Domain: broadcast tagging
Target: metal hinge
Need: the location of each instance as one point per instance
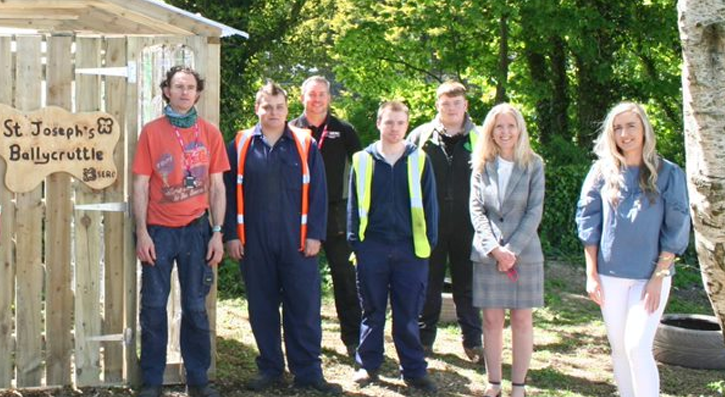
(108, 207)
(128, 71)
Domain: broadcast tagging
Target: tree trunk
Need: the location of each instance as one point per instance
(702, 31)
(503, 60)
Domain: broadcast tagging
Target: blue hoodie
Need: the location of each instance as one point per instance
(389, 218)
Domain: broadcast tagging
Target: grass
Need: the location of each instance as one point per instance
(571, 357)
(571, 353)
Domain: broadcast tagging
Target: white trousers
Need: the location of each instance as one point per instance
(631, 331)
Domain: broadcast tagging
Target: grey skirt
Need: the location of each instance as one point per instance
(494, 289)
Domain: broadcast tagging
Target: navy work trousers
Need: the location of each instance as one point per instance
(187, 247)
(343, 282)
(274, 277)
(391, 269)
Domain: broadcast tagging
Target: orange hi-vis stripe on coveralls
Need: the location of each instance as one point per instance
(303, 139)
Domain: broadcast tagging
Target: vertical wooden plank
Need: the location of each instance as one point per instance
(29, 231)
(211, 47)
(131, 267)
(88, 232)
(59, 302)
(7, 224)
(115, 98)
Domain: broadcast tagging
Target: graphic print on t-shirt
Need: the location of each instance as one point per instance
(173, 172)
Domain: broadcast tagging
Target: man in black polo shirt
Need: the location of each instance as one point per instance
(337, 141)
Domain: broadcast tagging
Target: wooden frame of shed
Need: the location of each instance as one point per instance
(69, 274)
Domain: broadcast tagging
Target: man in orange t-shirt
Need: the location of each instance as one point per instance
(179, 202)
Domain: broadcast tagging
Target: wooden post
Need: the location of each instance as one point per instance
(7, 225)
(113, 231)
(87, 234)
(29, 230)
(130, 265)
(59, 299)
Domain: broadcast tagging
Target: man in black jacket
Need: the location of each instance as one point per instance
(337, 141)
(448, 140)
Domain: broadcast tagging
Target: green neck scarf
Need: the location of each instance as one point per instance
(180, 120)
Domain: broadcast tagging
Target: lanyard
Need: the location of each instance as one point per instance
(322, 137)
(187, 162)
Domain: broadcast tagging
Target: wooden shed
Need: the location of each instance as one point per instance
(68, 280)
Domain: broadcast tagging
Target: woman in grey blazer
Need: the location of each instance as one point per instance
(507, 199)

===============

> Directive:
Generate a word-for-word copy of the preceding records, excluding all pictures.

> Worked answer:
Domain: broadcast tagging
Target: metal hinge
Need: the location of each instance as one point per instance
(108, 207)
(128, 71)
Domain: broadcast tagging
Target: tree trunk
Need: the location of each instance as one point per instance
(702, 31)
(503, 60)
Domain: broadcast tagging
Target: blue hoodie
Need: the location of each instance as one point per instance
(389, 218)
Domain: broadcast tagging
Target: grass
Need: the location of each instance as one point per instance
(571, 357)
(571, 353)
Domain: broadcast tagging
Target: white trousers
Need: the location of each instance as one point per instance
(631, 331)
Domain: broadcast tagging
Target: grey skirt
Need: the location of each instance as one point per instance
(494, 289)
Domain: broadcast tagging
Target: navy work trousers
Need: the location of each instance as one point per instance
(187, 247)
(343, 282)
(274, 277)
(391, 269)
Domain: broadcast tagging
Target: orange hi-vis stripe on coveralls
Need: the location of each instance as one point per instance
(303, 139)
Domain: broadcast tagging
Target: vertical wooden plank
Need: the location of each instance as one point per instance
(29, 231)
(211, 47)
(131, 267)
(88, 232)
(59, 302)
(7, 224)
(115, 98)
Domain: broadcast tagging
Target: graphic print on t-shirt
Need: the location of each instance as one point per instance
(173, 172)
Domain: broadcast tagging
Target: man in black polo shirt
Need: the location of each instance as one point per instance
(337, 141)
Domain: broadcast tagging
Target: wooden frame of shed
Need: the location of each instance as one point per instance
(69, 274)
Domain: broadcast tagging
Target: man in orange t-shirt
Need: the location of each instance as one point per instance
(179, 202)
Domain: broadcast tagging
Target: wooden post
Need: the location of each instance as one point per instance
(7, 225)
(113, 231)
(87, 234)
(29, 230)
(130, 265)
(59, 299)
Domain: broadcast tagging
Target: man in black jacket
Need: the location of each instance as one point per instance
(337, 141)
(448, 140)
Domain: broadcast tagging
Target: green neck scarf
Need: the location of each instance as one point per instance
(180, 120)
Domain: broadcast tagging
Target: lanyard
Need: the location of each instance as one point per instance
(322, 137)
(187, 162)
Domain: broadcast tagging
Target: wooden shed
Need: the location of each instance as one point per instance
(68, 280)
Domain: broadcast tagging
Target: woman in grey blazer
Need: the location of each instance as one point per instance
(507, 199)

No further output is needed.